— EXCERPTED TEXT —
________________________
Add a comment Jam1000000amSat, 19 Jan 2008 06:10:02 +000008 23, 2007
what have i done??
oy the mess ive made. i really need some professional help. ok so heres my problem. i told my boyfriend i have to go to thailand and i had a bunch of stupid reasons why i had to go. we broke up a night before i left. i was even sad! i like the guy. i think he’s funny and thats a lot for me. i love waking up with him in the morning. he is a very good huger. he loves old movies. he travelled more then me (!). he hates cats maybe thats why i left, lol. loves ice cream. knows when to shut me up. good guy really. a person that wasnt left as a kid again and again cant know the fear i have of being left again so i leave first.
anyway, im on the plane talking to this italian guy next to me eating something….. indian i guess. i land in bangkok and check my emails. great. i get a stupid advice from this guy telling me not to leave. and i get an email from R telling me he is on his way to be with me. great! what happened to i need to work? got a test next week? unbelievable. so now he is here with me. and i want to die.
do i complain too much? i just read what i wrote and i do bitch a lot. a nice guy is here with me on this beautiful island. no reason to be scared. at these times i really love israel. its far far away and people are too scared of going there. lol. im such an easy going person i should relax and have a good time.
but if he’s gonna ask me to marry him and i run away again im becoming a nun and thats final! ok my ride is here im gonna go.
E- im worried about you. you cant send me this email and not respond again. i told you that if you need me im there for you. if youre in trouble i can fly anywhere and be with you. canada, mexico, europe you name it and im there. lihiavr@gmail.com. im not sure whats going on but i promise you that youre not alone!
well wish me luck!
Add a comment Jam1000000amTue, 08 Jan 2008 00:08:11 +000008 23, 2007
wish you were here i can use a hug…
i hate the fact that youre not here. you should sit by my side right now and hold me. you always knew the right thing to say. you always knew how to make me smile. well i need you right now. i know i dont say that very often. maybe i should. but i woke up this morning missing you. you are my best friend. my closest lover. and youre not here when i really need you. so i decided to pretend and write to you.
im flying tomorrow. leaving india. leaving him. and i dont want to leave. why do i always leave? well i was thinking about it last night and woke up with that same thought this morning. if youll be here next to me you might say that he is not the right guy for me. that im not ready. that its not the right time in my life right now to commit. youre right. really you are. but there is more. there is something else that stops me every time from going all the way. and its not what my mind tells me. you wanna know what it is? its simple really. in one word, fear.
________________________
— INFORMATION SHOWN —
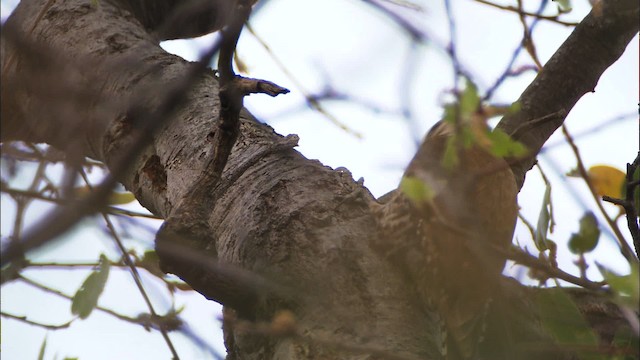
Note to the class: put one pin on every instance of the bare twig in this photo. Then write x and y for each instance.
(25, 320)
(134, 273)
(233, 88)
(520, 11)
(62, 218)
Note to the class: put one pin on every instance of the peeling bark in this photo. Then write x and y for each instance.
(278, 231)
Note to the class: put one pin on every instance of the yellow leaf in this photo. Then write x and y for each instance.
(607, 180)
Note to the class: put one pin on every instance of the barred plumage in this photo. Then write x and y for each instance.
(446, 244)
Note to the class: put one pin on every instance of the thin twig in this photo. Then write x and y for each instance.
(552, 18)
(312, 101)
(35, 323)
(233, 89)
(61, 219)
(69, 297)
(519, 256)
(134, 273)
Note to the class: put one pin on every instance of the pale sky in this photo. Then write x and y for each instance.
(359, 52)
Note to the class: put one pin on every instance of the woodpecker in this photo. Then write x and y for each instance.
(457, 204)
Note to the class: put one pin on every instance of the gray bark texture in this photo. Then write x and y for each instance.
(277, 231)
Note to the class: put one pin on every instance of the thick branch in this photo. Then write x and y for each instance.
(596, 43)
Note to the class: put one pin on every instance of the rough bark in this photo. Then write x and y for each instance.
(278, 231)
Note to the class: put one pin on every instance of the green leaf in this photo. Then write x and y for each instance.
(469, 99)
(86, 298)
(563, 321)
(544, 219)
(502, 145)
(450, 156)
(588, 235)
(416, 190)
(43, 347)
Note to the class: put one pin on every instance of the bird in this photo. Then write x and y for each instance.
(457, 204)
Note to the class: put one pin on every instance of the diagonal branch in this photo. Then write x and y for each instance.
(595, 44)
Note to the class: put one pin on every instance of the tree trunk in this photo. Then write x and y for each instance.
(278, 231)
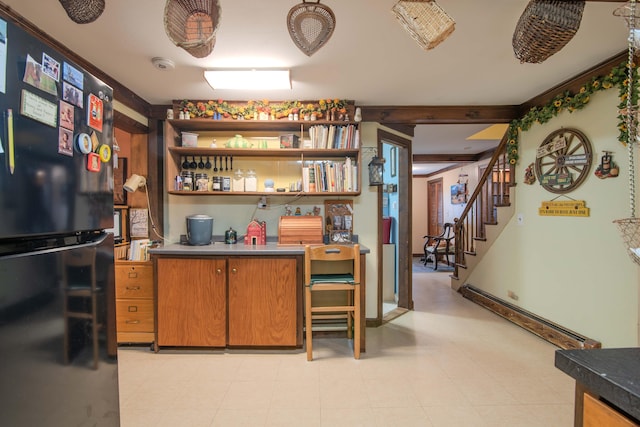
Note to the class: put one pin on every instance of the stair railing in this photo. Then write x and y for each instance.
(480, 209)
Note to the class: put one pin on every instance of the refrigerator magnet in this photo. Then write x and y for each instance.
(95, 142)
(93, 162)
(84, 143)
(105, 153)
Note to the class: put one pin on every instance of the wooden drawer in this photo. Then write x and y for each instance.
(134, 280)
(134, 315)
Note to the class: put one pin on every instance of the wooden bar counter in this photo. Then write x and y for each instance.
(236, 296)
(607, 385)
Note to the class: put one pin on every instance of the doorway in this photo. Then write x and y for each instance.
(435, 211)
(398, 197)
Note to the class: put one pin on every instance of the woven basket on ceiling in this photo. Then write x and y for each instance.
(192, 24)
(83, 11)
(545, 27)
(425, 21)
(310, 26)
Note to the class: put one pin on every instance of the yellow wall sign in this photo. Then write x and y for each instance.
(564, 208)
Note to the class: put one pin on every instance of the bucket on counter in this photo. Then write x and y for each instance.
(199, 230)
(189, 139)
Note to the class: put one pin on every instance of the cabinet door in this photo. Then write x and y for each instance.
(191, 302)
(262, 301)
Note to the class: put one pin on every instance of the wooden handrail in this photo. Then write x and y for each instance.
(479, 209)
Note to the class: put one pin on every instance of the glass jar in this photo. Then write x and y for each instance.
(238, 180)
(250, 181)
(202, 182)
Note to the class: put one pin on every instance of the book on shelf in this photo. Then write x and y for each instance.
(337, 137)
(330, 176)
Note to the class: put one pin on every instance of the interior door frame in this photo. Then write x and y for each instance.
(404, 240)
(435, 225)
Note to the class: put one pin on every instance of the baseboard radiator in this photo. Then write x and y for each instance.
(545, 329)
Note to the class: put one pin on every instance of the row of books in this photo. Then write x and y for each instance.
(334, 137)
(330, 176)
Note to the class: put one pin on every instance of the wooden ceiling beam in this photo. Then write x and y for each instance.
(445, 158)
(455, 114)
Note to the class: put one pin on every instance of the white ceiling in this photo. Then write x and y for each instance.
(369, 59)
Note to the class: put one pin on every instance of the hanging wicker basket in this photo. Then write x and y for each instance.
(425, 21)
(83, 11)
(310, 26)
(192, 24)
(630, 231)
(544, 28)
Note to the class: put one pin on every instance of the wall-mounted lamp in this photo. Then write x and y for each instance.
(376, 168)
(248, 79)
(134, 182)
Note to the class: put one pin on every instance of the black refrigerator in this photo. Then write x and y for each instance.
(58, 355)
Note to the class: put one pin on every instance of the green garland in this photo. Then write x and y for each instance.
(249, 110)
(572, 102)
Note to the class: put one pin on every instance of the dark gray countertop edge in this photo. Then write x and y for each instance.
(613, 374)
(221, 249)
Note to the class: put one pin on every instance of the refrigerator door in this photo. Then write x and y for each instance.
(47, 349)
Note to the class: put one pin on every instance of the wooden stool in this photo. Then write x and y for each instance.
(336, 268)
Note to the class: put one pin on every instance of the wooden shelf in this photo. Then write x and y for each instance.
(264, 193)
(257, 152)
(207, 125)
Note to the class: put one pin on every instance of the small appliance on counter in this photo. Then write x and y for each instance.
(199, 230)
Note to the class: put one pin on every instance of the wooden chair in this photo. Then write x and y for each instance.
(440, 245)
(335, 268)
(81, 293)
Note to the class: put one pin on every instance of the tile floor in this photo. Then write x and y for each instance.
(447, 363)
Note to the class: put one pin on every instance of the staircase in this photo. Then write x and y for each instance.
(488, 211)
________________________
— SET TASKS —
1. In the blog post, which city does the writer fly into before checking email?
2. Output, word for word, the part of the blog post that opens with the words containing "do i complain" and closes with "wish me luck!".

— ANSWERS TO EACH TASK —
1. Bangkok.

2.
do i complain too much? i just read what i wrote and i do bitch a lot. a nice guy is here with me on this beautiful island. no reason to be scared. at these times i really love israel. its far far away and people are too scared of going there. lol. im such an easy going person i should relax and have a good time.
but if he’s gonna ask me to marry him and i run away again im becoming a nun and thats final! ok my ride is here im gonna go.
E- im worried about you. you cant send me this email and not respond again. i told you that if you need me im there for you. if youre in trouble i can fly anywhere and be with you. canada, mexico, europe you name it and im there. lihiavr@gmail.com. im not sure whats going on but i promise you that youre not alone!
well wish me luck!